**TASK REQUIREMENTS**. Rescale the lines starting with the line that contains "target | wet paddle blade" and going on through the last line of the records. Repeat each line, requests included, with every coordinate multiplied by 1.7 and rounded to the nearest whole number, halves up.

Excerpts of pointing data
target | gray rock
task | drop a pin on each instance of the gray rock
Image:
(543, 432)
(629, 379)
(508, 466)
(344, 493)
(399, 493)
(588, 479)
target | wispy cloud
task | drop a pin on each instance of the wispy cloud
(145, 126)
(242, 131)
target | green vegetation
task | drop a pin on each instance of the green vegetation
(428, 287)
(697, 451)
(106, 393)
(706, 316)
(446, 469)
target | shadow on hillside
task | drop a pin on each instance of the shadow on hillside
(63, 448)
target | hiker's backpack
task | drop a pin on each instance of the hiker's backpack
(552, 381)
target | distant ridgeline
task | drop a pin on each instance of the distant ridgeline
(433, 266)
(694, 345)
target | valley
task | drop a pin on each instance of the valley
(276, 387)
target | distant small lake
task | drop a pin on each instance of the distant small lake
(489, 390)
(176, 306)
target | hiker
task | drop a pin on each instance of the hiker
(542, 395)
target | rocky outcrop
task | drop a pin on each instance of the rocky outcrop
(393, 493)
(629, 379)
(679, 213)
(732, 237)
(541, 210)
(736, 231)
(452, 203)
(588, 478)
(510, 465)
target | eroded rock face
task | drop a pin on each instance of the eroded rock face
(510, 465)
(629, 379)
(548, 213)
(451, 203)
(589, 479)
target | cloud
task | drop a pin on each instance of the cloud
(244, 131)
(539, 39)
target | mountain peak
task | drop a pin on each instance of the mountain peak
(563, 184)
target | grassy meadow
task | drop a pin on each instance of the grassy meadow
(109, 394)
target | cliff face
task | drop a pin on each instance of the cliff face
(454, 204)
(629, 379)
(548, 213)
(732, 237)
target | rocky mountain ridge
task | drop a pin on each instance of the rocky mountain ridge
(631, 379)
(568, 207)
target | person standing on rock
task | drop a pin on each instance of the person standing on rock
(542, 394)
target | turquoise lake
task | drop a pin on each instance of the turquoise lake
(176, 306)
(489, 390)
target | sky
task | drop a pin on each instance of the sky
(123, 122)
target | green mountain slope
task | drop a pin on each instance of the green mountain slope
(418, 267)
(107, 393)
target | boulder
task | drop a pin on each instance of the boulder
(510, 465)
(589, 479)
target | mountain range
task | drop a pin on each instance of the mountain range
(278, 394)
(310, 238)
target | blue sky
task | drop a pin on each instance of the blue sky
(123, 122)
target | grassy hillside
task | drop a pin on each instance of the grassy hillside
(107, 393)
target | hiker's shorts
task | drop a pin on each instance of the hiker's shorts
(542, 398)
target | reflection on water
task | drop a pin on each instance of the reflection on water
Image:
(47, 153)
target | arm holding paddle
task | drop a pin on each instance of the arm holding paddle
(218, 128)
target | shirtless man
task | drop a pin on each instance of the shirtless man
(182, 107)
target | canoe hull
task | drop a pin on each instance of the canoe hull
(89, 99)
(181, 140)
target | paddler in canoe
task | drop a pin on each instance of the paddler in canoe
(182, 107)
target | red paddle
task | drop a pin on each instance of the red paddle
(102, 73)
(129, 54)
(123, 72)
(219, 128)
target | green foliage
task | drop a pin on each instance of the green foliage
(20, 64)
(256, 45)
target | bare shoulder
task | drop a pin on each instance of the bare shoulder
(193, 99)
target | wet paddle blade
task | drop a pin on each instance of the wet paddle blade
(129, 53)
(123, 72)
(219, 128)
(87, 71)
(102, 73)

**WRITTEN ANSWER**.
target | wet paddle blade
task | drop a pin on each instance of the wet paddle blade
(219, 90)
(209, 122)
(372, 218)
(148, 121)
(173, 124)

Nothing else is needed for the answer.